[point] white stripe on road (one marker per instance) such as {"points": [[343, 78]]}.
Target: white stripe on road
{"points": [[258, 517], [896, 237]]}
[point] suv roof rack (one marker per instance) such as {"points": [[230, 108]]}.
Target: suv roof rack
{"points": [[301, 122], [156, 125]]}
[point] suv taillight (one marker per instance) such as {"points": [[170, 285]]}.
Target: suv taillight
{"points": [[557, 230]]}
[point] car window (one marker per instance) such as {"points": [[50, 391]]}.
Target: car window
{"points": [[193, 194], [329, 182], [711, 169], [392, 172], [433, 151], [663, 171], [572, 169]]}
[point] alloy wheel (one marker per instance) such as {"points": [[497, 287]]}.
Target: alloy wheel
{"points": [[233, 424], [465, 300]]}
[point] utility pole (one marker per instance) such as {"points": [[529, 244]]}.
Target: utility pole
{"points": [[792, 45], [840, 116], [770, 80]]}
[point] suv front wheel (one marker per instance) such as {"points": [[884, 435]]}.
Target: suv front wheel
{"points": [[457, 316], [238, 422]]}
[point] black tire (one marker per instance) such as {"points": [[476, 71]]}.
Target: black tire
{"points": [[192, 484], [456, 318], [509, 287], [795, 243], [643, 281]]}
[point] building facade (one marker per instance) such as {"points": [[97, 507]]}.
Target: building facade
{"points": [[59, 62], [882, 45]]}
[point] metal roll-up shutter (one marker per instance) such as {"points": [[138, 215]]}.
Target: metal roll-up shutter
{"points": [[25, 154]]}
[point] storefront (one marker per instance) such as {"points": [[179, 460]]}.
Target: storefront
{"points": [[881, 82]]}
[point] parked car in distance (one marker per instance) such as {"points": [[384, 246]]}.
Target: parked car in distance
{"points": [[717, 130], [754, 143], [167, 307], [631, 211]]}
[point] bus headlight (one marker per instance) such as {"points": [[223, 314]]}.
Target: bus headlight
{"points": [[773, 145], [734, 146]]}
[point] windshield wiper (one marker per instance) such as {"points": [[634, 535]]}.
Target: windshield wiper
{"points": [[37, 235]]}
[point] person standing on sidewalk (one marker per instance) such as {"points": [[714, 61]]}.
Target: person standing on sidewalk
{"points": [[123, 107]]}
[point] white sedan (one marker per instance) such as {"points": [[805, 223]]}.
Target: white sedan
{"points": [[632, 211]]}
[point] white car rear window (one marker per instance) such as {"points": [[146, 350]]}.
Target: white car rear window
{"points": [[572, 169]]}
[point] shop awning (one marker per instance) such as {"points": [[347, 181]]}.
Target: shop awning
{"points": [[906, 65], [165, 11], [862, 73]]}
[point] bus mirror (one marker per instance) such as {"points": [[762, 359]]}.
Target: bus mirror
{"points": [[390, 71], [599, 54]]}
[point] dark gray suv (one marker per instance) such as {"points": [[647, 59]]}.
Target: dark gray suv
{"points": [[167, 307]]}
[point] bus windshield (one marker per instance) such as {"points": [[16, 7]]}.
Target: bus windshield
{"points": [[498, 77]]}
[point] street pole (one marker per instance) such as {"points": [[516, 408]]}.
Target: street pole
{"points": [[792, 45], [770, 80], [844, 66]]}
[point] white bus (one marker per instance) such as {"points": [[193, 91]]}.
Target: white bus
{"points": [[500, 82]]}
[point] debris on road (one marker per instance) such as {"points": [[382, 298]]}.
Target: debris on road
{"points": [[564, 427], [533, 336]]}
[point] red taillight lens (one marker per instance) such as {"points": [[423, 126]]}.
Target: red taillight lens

--------------------------------------------------

Problem to solve » Please quote nothing but the lines from the line with "[point] bus mirror" through the end of the data above, exactly as written, ends included.

Exercise solution »
[point] bus mirror (one marker per instance) such as {"points": [[762, 359]]}.
Target: bus mirror
{"points": [[390, 71], [599, 54]]}
[point] dark gray suv (one marker per instance) such as {"points": [[647, 59]]}.
Target: dark gray suv
{"points": [[167, 307]]}
[point] bus windshield (one marker per instance) such as {"points": [[16, 7]]}.
Target: bus windshield
{"points": [[498, 77]]}
[point] street pole (one marker per instance) such as {"points": [[516, 408]]}.
Target: street pole
{"points": [[792, 45], [770, 80], [844, 66]]}
[point] white bus (one marker per instance) such as {"points": [[193, 91]]}.
Target: white bus
{"points": [[500, 82]]}
[point] debris on road (one marker per instance) such as {"points": [[382, 298]]}.
Target: debris on road
{"points": [[564, 427], [533, 336]]}
[point] red taillight lens (one marker per instance) such as {"points": [[423, 126]]}.
Target: red taillight lens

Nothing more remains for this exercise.